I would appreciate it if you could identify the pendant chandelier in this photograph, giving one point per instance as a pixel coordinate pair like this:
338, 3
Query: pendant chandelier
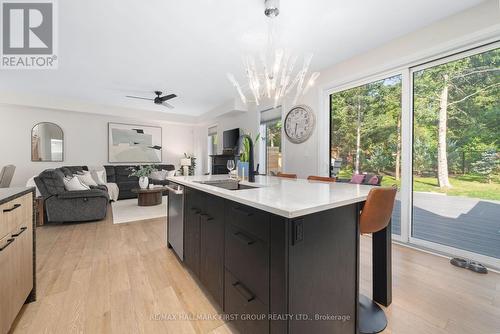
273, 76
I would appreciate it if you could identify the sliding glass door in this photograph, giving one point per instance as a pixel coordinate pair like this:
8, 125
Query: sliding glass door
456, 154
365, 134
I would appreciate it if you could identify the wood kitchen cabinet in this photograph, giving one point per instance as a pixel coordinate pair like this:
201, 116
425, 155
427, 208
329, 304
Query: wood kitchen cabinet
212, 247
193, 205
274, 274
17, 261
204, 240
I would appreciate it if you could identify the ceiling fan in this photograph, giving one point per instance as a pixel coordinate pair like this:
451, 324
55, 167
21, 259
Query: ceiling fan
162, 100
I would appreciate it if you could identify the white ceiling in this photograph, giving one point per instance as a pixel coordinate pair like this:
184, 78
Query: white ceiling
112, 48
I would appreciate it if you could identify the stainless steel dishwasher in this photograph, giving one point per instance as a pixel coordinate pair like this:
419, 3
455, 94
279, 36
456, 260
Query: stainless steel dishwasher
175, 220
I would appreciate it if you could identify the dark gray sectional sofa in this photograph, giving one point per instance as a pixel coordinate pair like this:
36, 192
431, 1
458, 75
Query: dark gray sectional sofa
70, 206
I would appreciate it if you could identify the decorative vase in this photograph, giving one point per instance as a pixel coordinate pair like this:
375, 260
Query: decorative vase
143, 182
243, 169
· · · ·
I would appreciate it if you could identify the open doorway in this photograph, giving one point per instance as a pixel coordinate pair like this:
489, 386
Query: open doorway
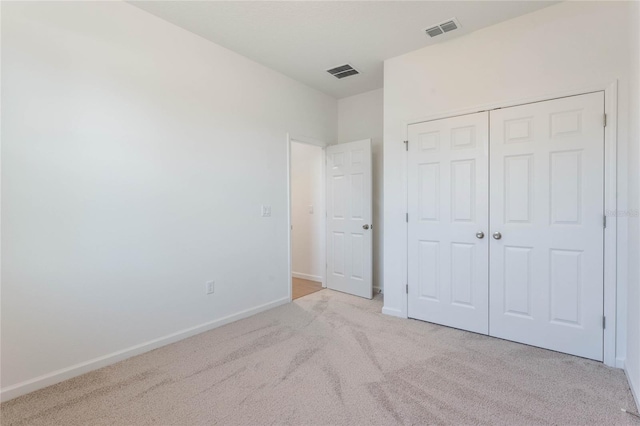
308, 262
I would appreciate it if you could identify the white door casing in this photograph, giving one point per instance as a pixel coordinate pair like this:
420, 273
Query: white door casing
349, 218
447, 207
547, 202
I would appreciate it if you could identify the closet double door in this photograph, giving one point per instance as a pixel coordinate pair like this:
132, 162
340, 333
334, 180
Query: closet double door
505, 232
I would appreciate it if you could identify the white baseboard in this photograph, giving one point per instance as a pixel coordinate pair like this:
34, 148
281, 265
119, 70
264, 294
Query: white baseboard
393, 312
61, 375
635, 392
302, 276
· · · ·
A single figure answers this: how many lines of the material hold "instance".

# [Output of the exercise]
12